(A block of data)
# # # # # # #

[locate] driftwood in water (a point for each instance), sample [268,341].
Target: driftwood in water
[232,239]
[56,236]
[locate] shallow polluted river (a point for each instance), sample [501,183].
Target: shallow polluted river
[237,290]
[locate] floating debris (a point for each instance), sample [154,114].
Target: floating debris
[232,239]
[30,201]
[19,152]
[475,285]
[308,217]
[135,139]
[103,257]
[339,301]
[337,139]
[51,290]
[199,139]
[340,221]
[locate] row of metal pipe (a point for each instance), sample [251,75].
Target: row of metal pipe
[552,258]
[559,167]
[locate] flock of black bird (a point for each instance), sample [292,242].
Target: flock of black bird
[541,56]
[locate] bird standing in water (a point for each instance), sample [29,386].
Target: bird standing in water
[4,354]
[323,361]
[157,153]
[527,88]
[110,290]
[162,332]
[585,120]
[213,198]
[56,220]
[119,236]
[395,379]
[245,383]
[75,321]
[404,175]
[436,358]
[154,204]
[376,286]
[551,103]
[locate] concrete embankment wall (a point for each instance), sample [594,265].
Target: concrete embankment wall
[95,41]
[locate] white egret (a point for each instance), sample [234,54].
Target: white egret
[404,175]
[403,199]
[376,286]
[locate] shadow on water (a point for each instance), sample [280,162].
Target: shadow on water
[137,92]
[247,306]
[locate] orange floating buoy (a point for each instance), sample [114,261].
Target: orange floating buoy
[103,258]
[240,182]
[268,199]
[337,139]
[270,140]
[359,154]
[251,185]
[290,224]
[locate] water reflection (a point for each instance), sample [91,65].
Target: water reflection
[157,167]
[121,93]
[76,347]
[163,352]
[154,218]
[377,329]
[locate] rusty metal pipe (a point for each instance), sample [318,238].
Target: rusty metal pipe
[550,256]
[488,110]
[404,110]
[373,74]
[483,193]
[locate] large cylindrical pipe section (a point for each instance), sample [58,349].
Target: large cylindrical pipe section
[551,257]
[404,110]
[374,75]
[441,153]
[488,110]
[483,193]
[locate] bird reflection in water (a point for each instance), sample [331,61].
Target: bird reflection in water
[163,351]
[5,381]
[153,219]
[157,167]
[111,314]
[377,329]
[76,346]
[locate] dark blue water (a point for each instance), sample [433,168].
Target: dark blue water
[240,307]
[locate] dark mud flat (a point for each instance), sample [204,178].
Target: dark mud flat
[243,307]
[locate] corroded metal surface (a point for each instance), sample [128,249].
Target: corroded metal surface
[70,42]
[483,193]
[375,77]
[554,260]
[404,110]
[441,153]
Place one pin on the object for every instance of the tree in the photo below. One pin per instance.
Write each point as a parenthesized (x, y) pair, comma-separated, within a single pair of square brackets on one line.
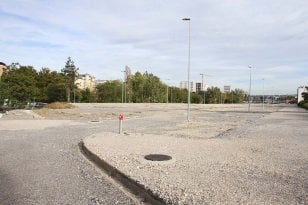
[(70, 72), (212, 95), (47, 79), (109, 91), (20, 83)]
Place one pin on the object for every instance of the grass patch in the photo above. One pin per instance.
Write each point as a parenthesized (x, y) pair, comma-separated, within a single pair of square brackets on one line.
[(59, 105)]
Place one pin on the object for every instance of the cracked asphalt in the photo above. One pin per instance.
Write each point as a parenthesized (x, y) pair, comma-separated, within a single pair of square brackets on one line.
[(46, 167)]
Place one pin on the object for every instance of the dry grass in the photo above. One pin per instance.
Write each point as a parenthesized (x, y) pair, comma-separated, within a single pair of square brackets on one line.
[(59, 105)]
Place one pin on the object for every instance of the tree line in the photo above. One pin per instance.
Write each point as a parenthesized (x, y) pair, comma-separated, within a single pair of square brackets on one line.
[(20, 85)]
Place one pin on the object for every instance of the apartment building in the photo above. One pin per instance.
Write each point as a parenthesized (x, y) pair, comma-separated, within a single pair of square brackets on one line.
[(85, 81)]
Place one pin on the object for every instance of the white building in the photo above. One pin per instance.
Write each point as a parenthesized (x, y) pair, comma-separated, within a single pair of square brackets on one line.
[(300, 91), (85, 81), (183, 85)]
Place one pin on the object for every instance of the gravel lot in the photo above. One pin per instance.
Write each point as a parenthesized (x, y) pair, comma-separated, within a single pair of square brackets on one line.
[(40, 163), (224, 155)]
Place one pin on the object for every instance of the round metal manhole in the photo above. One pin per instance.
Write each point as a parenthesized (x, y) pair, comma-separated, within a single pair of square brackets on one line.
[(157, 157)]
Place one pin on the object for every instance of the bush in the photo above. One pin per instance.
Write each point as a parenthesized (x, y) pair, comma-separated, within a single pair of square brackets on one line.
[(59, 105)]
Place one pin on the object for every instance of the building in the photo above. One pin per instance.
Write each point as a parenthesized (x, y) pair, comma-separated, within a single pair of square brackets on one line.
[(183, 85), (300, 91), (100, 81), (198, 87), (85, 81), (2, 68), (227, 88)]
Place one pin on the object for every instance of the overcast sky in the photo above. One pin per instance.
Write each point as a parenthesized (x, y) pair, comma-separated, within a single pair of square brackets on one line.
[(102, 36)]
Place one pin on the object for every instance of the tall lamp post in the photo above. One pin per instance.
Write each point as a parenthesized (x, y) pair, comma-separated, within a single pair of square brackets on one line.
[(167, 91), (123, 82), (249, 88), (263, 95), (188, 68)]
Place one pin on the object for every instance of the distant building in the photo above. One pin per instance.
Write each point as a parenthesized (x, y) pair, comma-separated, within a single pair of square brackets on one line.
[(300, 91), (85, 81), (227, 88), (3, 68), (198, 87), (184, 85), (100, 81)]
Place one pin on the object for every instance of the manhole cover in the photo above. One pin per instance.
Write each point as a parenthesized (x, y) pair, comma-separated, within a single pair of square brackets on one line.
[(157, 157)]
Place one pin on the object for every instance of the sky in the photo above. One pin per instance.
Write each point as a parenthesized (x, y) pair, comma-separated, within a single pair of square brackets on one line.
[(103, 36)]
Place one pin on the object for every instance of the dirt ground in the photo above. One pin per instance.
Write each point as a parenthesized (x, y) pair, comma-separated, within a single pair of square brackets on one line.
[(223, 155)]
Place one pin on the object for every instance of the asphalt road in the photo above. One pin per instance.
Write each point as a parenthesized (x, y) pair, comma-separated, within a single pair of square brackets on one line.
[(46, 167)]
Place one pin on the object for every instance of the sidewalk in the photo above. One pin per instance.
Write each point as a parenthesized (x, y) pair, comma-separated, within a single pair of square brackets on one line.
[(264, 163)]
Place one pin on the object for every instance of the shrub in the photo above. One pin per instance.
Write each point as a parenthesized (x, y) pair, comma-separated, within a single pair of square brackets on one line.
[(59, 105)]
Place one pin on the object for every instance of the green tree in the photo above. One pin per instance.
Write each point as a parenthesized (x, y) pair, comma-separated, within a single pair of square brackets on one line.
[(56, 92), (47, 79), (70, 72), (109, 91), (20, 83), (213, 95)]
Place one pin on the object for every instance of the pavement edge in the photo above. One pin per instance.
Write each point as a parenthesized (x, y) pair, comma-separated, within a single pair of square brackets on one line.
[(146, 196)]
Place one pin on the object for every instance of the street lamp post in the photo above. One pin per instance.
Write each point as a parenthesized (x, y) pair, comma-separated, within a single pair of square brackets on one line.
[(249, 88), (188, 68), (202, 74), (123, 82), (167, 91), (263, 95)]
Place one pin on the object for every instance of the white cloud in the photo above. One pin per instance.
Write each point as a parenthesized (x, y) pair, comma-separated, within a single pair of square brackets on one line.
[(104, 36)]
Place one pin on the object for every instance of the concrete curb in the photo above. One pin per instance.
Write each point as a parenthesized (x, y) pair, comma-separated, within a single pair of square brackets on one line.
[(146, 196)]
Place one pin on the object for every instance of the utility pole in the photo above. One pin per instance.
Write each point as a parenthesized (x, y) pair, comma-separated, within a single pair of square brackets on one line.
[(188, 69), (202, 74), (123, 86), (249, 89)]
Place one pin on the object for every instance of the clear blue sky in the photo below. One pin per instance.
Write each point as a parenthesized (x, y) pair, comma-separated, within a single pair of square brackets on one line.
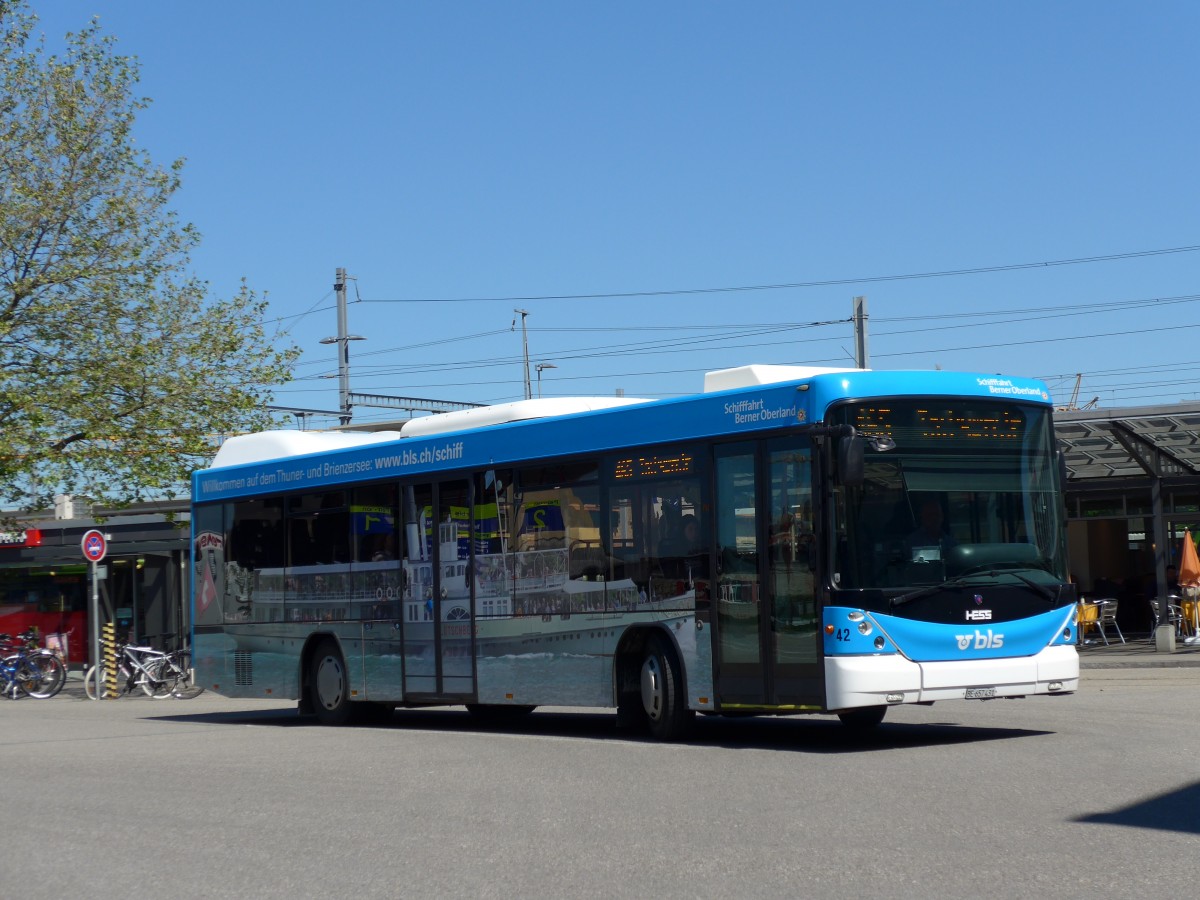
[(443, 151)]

# # # # # # #

## Stated exercise
Convert the items starting at the line containing "of the concrete" and ending at the line containing "[(188, 69), (202, 74), (123, 86), (249, 89)]" into a two-column CSV with the columns "instruction" and "points", one row per item. Put each value in a single quoted field, with line breaks replaced by spaces.

## Output for this exercise
instruction,points
"Place one pin on the object for every instance of the concrete curb in the photo above. One pin per instance. Write each point as a parenthesized (x, y) pair, comma-separated, within a single pair of square brackets on one line.","[(146, 196)]"
"Place one pin on the object for every instance of the utility pole in the photo above. One pin per instance. Write each point as a parenthesized (x, y) pair, comma-separated, within a single pair of square brackets on one line.","[(188, 69), (202, 74), (123, 86), (249, 89)]"